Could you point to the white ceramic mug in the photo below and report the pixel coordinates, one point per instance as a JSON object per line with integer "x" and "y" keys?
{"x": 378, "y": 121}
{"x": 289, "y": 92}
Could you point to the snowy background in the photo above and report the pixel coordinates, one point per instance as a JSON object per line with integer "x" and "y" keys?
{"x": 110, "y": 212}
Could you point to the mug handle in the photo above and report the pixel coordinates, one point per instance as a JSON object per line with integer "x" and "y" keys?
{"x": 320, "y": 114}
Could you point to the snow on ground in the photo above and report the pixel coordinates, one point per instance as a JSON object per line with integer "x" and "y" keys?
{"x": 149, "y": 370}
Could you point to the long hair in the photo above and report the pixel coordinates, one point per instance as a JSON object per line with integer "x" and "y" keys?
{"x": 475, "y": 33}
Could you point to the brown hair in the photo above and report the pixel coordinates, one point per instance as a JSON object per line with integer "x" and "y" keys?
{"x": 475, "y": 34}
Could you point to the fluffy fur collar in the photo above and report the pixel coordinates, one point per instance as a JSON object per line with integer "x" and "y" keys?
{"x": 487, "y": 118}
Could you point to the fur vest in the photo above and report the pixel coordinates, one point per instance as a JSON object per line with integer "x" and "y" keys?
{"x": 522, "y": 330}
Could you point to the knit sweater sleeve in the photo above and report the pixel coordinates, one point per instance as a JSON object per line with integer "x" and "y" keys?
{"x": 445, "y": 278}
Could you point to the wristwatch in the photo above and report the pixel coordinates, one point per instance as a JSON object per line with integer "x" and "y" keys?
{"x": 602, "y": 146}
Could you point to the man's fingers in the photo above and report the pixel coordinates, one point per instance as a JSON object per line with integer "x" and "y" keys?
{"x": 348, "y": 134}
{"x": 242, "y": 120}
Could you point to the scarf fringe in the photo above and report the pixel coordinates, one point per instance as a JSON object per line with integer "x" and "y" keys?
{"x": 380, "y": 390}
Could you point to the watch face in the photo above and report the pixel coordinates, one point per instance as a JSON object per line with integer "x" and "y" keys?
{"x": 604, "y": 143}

GOAL OF THE EXERCISE:
Render the entries above as a Markdown table with the columns Row and Line. Put each line in its own numbered row and leave out any blank lines.

CORRECT RESULT:
| Row | Line |
|---|---|
| 1 | Could you point to the white ceramic mug in the photo below and report the pixel coordinates, one point per instance as a JSON object per line with integer "x" and "y" keys? |
| 2 | {"x": 378, "y": 121} |
| 3 | {"x": 289, "y": 92} |
| 4 | Could you point to the snowy background in the photo above and report the pixel coordinates, one point per instance as a JSON object per line with integer "x" and "y" keys? |
| 5 | {"x": 110, "y": 212} |
| 6 | Could you point to the mug handle in the photo above and report the pixel coordinates, one point per instance as a JSON object per line with integer "x" and "y" keys? |
| 7 | {"x": 320, "y": 114} |
| 8 | Could you point to the snow on ground in the photo above and report the pixel coordinates, one point per instance as a JSON object per line with integer "x" and "y" keys? |
| 9 | {"x": 149, "y": 370} |
| 10 | Could you point to the long hair in the photo above and report the pixel coordinates, one point per instance as a JSON object per line with integer "x" and "y" keys? |
| 11 | {"x": 475, "y": 33} |
| 12 | Could you point to the brown hair in the photo above and report the pixel coordinates, one point per instance as a JSON object per line with integer "x" and "y" keys? |
| 13 | {"x": 475, "y": 34} |
| 14 | Could you point to the fluffy fur collar in the photo above and report the pixel coordinates, one point per instance as a JSON object per line with integer "x" and "y" keys? |
| 15 | {"x": 487, "y": 118} |
| 16 | Could you point to the fur vest in the photo above and report the pixel coordinates, one point per instance as a JSON object per line with integer "x" and "y" keys? |
| 17 | {"x": 522, "y": 330} |
| 18 | Could you point to the knit sweater sleeve in the photo above and report the pixel coordinates, one point per instance as a JSON object per line with integer "x" and "y" keys? |
| 19 | {"x": 445, "y": 278} |
| 20 | Could you point to the wristwatch in the photo above and report the pixel coordinates, one point per instance as a JSON object per line with integer "x" and "y" keys? |
| 21 | {"x": 602, "y": 146} |
| 22 | Could you point to the man's fingers in the photo above and report the pixel coordinates, one point per instance as a JSON object per line with integer "x" and "y" keys? |
| 23 | {"x": 348, "y": 134} |
| 24 | {"x": 242, "y": 120} |
| 25 | Could you point to the scarf fringe in the photo above and report the pixel coordinates, one point per instance as a JSON object per line with integer "x" and "y" keys? |
| 26 | {"x": 380, "y": 390} |
| 27 | Could you point to the watch face in the photo above and report the pixel coordinates, one point per instance as a JSON object per line with integer "x" and "y" keys? |
| 28 | {"x": 604, "y": 143} |